TASK DIRECTIONS:
Look through the material below and return every line that contains "slash".

[TASK MATERIAL Boundary: Start]

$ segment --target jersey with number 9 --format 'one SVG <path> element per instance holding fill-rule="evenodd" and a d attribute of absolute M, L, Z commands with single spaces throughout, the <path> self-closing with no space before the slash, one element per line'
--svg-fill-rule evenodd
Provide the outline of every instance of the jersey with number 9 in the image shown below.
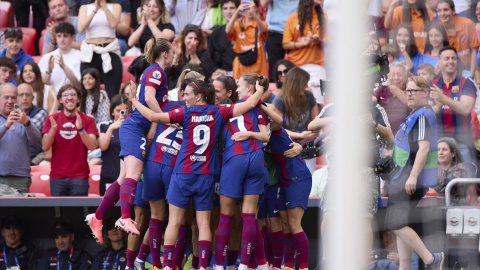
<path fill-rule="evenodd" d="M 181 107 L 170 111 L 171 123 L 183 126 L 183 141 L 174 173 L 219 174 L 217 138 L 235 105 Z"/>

[TASK MATERIAL Boundary: End]
[TASK MATERIAL Boundary: Start]

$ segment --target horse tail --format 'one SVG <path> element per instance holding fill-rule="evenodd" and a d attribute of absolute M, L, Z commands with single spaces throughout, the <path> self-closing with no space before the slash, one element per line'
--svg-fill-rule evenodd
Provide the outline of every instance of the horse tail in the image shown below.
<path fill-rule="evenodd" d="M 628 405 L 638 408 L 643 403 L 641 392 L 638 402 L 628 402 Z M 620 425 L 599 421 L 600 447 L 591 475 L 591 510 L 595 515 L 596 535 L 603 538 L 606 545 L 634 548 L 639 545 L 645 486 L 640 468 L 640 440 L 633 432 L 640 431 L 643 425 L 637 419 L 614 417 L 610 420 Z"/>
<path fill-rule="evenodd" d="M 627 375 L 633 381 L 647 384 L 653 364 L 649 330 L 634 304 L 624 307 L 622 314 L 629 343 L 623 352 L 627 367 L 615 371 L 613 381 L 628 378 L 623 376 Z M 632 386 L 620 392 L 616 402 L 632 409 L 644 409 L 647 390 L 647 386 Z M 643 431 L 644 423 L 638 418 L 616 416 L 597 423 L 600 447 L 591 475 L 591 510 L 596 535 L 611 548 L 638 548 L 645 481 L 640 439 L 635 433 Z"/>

[TASK MATERIAL Boundary: End]

THE COMPLETED TASK:
$ segment --target jersey with number 9 --format 'one SVG <path> element per instance holding fill-rule="evenodd" and a d attribute of absolute M, L, Z commands with single spaces throughout, the <path> self-closing with no space before the slash, one element per line'
$ segment --target horse tail --format 'one SVG <path> element per instance holding fill-rule="evenodd" and a d attribute of absolute M, L, Z commands with single spaces throughout, the <path> self-closing with no space before the slash, one element per line'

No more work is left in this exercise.